# What to do
Gather each line of the material below that contains the word "give" and copy those lines in full.

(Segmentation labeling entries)
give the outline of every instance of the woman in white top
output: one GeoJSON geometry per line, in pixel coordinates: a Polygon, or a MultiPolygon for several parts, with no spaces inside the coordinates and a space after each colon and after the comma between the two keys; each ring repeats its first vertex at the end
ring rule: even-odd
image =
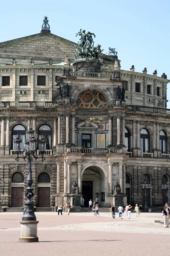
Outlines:
{"type": "Polygon", "coordinates": [[[97,204],[96,204],[95,212],[96,212],[96,215],[97,215],[97,213],[99,217],[100,217],[100,215],[99,214],[99,206],[97,204]]]}

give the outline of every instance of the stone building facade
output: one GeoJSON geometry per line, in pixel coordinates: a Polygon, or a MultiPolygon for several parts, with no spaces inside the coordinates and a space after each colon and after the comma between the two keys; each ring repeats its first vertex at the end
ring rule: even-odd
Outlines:
{"type": "Polygon", "coordinates": [[[30,125],[38,141],[46,138],[45,160],[32,163],[37,207],[79,206],[82,196],[86,206],[96,196],[101,207],[142,203],[144,182],[148,206],[162,206],[169,198],[169,80],[146,68],[121,70],[117,56],[102,53],[99,72],[75,70],[76,46],[48,30],[0,43],[2,206],[23,207],[28,165],[16,163],[14,140],[20,136],[24,154],[30,125]]]}

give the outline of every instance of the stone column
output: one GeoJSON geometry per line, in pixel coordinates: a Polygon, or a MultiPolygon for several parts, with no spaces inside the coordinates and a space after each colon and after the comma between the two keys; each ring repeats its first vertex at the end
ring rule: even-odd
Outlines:
{"type": "Polygon", "coordinates": [[[125,117],[122,117],[122,146],[125,146],[125,117]]]}
{"type": "Polygon", "coordinates": [[[27,116],[27,129],[31,125],[31,116],[27,116]]]}
{"type": "Polygon", "coordinates": [[[108,163],[109,175],[108,175],[108,192],[109,194],[112,194],[112,166],[113,163],[108,163]]]}
{"type": "Polygon", "coordinates": [[[117,116],[117,145],[120,144],[120,116],[117,116]]]}
{"type": "Polygon", "coordinates": [[[9,147],[9,116],[6,117],[6,147],[9,147]]]}
{"type": "Polygon", "coordinates": [[[109,131],[108,131],[108,146],[112,146],[112,116],[108,116],[108,118],[109,119],[109,131]]]}
{"type": "Polygon", "coordinates": [[[32,128],[33,130],[34,130],[34,136],[36,137],[36,117],[33,117],[32,121],[32,128]]]}
{"type": "Polygon", "coordinates": [[[57,193],[60,194],[61,163],[57,162],[57,193]]]}
{"type": "Polygon", "coordinates": [[[138,149],[140,149],[140,121],[139,120],[137,120],[136,147],[138,149]]]}
{"type": "Polygon", "coordinates": [[[77,180],[78,192],[80,194],[82,194],[82,178],[81,178],[81,163],[80,162],[77,163],[77,180]]]}
{"type": "Polygon", "coordinates": [[[4,146],[4,133],[5,133],[5,117],[1,117],[1,136],[0,145],[1,147],[4,146]]]}
{"type": "Polygon", "coordinates": [[[136,148],[135,120],[133,120],[133,148],[136,148]]]}
{"type": "Polygon", "coordinates": [[[153,122],[153,149],[156,149],[156,126],[155,122],[153,122]]]}
{"type": "Polygon", "coordinates": [[[67,193],[70,194],[71,187],[71,162],[67,162],[67,193]]]}
{"type": "Polygon", "coordinates": [[[57,117],[54,116],[54,137],[53,137],[53,146],[57,145],[57,117]]]}
{"type": "Polygon", "coordinates": [[[58,131],[57,131],[57,145],[61,145],[61,114],[58,113],[58,131]]]}
{"type": "Polygon", "coordinates": [[[120,182],[121,193],[123,192],[123,177],[122,177],[122,166],[123,164],[120,163],[119,164],[119,176],[120,182]]]}
{"type": "Polygon", "coordinates": [[[160,150],[159,143],[159,123],[156,122],[156,149],[160,150]]]}
{"type": "Polygon", "coordinates": [[[69,144],[69,114],[66,113],[66,131],[65,131],[65,144],[69,144]]]}
{"type": "Polygon", "coordinates": [[[126,165],[123,165],[123,193],[126,194],[126,165]]]}
{"type": "Polygon", "coordinates": [[[75,145],[75,114],[73,114],[72,117],[72,135],[71,145],[75,145]]]}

# Answer to the exercise
give the outline of every instance of the woman in white top
give the outline of every instance of the stone building facade
give the outline of every instance of the stone column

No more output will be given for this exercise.